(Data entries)
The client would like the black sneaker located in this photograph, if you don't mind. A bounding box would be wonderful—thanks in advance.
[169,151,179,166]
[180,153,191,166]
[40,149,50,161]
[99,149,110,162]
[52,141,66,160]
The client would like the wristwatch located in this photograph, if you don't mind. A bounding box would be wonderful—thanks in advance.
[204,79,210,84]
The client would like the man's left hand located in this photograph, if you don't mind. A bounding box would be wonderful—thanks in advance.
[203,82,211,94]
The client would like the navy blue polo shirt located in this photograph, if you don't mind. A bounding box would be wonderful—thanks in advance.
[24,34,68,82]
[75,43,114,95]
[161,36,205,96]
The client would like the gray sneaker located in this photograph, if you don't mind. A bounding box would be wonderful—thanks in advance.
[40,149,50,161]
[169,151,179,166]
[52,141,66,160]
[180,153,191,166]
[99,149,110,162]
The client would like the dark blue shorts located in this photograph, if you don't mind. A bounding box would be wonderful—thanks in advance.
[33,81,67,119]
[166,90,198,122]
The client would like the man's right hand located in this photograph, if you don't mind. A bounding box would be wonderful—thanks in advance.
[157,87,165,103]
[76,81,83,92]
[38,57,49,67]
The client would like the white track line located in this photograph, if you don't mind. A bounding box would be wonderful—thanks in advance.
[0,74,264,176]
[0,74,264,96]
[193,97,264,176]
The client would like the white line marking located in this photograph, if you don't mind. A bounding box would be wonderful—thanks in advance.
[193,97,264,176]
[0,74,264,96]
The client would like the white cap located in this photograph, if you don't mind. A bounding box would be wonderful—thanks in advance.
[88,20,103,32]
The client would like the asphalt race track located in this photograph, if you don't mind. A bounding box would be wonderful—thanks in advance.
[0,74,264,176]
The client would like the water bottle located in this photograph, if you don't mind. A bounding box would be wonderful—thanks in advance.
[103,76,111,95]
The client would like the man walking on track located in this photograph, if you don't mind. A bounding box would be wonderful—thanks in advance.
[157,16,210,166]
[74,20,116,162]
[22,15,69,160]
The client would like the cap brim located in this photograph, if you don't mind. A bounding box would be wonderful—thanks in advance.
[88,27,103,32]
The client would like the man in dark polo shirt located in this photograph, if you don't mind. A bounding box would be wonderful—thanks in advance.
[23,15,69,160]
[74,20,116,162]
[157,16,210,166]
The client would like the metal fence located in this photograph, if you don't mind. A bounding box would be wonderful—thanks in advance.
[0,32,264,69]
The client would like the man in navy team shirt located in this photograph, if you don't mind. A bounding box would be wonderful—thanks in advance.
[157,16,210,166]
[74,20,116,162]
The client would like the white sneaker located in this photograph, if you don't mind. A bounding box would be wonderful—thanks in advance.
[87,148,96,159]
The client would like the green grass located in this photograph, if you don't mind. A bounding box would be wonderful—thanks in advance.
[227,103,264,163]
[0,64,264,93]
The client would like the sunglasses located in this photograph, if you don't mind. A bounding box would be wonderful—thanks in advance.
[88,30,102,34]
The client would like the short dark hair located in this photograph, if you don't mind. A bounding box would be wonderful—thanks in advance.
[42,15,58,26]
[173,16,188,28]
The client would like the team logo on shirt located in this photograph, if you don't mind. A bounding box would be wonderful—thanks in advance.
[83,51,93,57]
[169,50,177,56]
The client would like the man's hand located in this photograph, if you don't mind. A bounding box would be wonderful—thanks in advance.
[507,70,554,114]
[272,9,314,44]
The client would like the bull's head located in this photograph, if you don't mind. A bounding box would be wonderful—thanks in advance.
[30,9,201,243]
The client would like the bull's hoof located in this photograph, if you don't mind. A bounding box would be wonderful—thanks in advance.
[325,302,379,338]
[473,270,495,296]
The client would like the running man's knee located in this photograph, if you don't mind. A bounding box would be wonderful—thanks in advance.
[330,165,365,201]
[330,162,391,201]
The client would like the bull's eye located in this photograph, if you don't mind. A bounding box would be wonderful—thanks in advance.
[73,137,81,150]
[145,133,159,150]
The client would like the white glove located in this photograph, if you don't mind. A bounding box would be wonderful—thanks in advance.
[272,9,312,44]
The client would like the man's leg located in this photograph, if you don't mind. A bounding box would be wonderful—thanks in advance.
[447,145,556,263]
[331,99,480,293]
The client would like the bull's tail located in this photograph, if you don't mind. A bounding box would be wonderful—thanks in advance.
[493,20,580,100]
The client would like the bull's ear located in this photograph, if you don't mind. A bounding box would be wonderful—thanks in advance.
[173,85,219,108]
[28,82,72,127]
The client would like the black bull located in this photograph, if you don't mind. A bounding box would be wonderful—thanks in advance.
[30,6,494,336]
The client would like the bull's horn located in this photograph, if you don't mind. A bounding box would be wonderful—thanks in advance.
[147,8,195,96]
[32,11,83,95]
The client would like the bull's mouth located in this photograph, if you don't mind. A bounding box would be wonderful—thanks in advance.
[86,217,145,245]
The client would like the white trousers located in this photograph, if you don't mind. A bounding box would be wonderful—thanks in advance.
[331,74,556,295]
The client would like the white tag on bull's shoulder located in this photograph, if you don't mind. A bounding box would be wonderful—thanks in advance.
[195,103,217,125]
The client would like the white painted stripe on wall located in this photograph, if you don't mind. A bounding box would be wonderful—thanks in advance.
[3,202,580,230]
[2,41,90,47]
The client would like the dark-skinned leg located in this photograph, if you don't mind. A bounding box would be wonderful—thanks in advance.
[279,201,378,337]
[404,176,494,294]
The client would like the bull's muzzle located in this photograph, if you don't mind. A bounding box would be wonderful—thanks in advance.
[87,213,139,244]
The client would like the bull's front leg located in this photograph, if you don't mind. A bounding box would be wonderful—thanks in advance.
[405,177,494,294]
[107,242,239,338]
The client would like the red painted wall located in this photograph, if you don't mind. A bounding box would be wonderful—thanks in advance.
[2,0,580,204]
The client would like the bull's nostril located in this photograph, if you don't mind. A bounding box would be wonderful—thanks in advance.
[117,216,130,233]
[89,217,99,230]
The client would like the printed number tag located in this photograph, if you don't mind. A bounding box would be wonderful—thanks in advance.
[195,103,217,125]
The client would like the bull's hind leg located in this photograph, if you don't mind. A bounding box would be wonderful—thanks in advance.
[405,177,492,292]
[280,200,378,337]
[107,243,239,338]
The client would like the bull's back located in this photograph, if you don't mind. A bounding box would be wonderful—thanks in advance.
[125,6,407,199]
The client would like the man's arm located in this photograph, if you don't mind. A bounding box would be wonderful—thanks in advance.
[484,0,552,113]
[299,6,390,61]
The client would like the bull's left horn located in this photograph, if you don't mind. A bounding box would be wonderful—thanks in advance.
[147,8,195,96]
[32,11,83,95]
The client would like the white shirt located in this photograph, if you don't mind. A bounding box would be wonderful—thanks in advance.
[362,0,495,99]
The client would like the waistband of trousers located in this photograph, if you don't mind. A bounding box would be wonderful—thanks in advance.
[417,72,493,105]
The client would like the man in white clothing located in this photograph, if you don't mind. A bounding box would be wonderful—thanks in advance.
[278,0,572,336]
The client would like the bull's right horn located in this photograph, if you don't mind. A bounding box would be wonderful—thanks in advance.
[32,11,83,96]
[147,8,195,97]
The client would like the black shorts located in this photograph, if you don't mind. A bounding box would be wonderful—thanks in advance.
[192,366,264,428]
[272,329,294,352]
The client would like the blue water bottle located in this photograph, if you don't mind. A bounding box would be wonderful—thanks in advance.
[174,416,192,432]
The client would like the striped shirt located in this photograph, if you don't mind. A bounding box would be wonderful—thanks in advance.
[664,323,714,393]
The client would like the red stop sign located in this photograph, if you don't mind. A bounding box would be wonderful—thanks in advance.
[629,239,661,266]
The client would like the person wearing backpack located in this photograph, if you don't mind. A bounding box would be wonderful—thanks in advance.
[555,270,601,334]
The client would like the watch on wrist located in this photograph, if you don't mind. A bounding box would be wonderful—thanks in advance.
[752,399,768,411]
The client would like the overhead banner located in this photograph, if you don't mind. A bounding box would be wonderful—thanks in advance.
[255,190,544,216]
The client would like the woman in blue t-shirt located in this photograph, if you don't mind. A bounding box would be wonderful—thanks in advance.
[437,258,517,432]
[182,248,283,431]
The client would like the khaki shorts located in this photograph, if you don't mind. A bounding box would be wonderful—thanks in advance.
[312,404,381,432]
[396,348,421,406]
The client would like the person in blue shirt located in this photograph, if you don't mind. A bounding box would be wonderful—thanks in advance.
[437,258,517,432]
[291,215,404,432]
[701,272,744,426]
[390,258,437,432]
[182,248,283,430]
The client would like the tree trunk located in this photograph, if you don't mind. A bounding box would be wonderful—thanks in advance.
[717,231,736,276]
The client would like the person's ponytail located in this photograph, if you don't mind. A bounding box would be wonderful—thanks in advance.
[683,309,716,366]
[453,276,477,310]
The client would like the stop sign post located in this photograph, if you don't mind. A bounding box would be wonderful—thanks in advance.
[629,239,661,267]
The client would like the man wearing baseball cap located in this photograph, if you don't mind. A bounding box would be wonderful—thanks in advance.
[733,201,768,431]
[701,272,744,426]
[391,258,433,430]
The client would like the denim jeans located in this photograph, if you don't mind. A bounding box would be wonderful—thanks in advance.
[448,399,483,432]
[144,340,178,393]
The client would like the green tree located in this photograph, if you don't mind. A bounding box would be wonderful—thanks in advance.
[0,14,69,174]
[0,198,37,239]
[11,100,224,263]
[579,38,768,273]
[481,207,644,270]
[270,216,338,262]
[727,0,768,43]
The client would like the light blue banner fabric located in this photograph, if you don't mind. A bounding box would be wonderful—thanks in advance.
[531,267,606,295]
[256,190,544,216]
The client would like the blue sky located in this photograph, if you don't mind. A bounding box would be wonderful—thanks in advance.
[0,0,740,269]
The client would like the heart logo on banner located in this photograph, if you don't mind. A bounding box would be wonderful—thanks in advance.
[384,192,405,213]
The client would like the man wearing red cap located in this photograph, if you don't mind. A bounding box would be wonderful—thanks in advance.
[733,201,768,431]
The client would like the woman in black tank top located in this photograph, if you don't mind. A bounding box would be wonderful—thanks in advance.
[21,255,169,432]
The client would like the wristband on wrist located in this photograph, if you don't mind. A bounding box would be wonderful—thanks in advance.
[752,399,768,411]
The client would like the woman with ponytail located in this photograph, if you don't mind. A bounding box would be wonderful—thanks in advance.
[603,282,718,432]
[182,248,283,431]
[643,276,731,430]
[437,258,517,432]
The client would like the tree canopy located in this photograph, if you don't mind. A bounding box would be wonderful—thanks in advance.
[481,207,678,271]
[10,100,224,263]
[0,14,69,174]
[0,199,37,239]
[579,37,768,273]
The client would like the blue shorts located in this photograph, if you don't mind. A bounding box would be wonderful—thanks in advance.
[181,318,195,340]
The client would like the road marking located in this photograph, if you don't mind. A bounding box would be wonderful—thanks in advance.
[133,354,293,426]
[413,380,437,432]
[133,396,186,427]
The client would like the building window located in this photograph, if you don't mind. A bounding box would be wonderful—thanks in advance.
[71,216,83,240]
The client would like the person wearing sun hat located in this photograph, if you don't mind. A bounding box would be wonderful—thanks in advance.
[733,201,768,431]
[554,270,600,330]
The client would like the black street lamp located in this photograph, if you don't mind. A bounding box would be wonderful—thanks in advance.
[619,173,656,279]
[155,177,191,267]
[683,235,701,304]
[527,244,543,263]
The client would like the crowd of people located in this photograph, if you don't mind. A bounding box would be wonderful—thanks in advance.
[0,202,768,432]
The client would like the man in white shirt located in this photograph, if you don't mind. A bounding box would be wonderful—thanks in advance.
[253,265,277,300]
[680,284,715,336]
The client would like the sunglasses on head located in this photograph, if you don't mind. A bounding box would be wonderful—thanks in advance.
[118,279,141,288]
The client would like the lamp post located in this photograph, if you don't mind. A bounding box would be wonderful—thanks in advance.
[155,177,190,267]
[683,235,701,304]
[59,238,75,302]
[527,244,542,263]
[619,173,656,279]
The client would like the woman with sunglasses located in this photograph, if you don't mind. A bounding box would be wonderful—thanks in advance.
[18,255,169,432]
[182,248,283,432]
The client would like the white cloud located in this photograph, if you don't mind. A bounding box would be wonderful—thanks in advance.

→ **BRIEF**: Print the lines of the listing above exactly as they appear, from the first line through the line containing "[38,57,49,67]", including both of those lines.

→ **ANSWER BELOW**:
The client would like the black sneaker located in this photograph, if you don't mind. A bounding box would be wonderful—thanks in advance.
[169,151,179,166]
[180,153,191,166]
[40,149,50,161]
[99,149,110,162]
[52,141,66,160]
The client would like the wristwatch located in this photograph, if you don't mind. A bounding box would be wonderful—thanks in advance.
[204,79,210,84]
The client would like the man's left hand located in this photograph, if you don't mind. A bounding box would be wonderful—thanks in advance.
[203,82,211,94]
The client would like the navy blue polo shirt located in this photograph, if you don't mind. A bounding box would be wonderful—thanks in advance.
[24,34,68,82]
[75,43,114,95]
[161,36,205,96]
The client would like the gray sneaker located in this photograph, if you don't mind. A bounding box would be wonderful—thanks in advance.
[40,149,50,161]
[169,151,179,166]
[52,141,66,160]
[180,153,191,166]
[99,149,110,162]
The client would like the dark blue shorts located in this photograph, if you don't mind. A bounding box would be wonderful—thanks in advance.
[33,81,67,119]
[166,90,198,122]
The client would like the man's right hand located in this photograph, if you don't mind. A bounding box would be wonderful—thanks in advance.
[157,87,165,103]
[76,81,83,92]
[38,57,49,67]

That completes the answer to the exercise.